Pointing records

::::::

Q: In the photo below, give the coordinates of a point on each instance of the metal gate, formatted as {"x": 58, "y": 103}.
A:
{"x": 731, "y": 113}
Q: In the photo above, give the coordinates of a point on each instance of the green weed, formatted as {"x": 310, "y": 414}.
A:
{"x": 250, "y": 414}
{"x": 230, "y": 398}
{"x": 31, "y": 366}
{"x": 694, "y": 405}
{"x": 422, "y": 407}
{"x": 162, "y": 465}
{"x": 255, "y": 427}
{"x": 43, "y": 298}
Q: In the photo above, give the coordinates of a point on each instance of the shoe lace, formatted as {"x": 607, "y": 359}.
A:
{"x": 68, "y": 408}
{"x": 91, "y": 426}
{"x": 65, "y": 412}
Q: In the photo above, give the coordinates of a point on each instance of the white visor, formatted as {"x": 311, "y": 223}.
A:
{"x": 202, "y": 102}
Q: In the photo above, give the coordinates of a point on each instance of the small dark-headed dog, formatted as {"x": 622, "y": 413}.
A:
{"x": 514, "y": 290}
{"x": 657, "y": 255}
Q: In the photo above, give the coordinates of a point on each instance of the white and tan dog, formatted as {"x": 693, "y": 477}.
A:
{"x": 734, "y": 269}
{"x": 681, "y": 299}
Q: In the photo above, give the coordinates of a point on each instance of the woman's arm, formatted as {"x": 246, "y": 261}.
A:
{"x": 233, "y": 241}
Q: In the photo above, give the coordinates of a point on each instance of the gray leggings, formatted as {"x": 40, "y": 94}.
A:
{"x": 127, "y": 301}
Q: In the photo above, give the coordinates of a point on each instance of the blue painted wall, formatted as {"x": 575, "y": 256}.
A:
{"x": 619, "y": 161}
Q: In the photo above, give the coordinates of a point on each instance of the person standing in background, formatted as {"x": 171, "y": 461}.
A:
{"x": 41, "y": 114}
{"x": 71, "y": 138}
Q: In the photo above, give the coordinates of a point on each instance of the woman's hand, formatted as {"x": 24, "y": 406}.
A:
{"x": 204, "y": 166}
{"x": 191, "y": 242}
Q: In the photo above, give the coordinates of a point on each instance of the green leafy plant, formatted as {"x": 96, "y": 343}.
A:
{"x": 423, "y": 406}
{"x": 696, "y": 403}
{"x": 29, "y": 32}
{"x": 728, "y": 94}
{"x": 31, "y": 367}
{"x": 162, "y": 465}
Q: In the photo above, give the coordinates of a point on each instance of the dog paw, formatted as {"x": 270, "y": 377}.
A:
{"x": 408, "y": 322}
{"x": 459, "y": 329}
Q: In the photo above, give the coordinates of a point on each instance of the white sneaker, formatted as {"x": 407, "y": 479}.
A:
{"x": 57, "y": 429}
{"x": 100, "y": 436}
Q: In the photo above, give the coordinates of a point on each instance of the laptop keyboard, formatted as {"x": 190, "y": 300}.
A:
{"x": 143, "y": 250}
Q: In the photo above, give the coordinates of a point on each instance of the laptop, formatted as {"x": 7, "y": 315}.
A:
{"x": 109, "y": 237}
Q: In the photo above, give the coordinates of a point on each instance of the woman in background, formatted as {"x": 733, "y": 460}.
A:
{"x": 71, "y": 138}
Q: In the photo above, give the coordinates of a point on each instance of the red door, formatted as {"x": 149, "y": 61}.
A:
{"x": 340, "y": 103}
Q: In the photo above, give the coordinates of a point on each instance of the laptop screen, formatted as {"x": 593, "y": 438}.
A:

::::::

THE EXERCISE:
Please render the stretch of the records from the line containing "red door, formatted" through the end of the records as a Markdown table with the columns "Number" and "Entry", one numbered row per line and blank lines left out.

RESULT FOR THIS EXERCISE:
| Number | Entry |
|---|---|
| 1 | Q: In the photo above, give the coordinates of a point on each instance of the red door, formatted as {"x": 149, "y": 61}. |
| 2 | A: |
| 3 | {"x": 340, "y": 103} |
| 4 | Q: In the photo above, give the coordinates of a point on each instance of the laptop screen, formatted as {"x": 593, "y": 438}. |
| 5 | A: |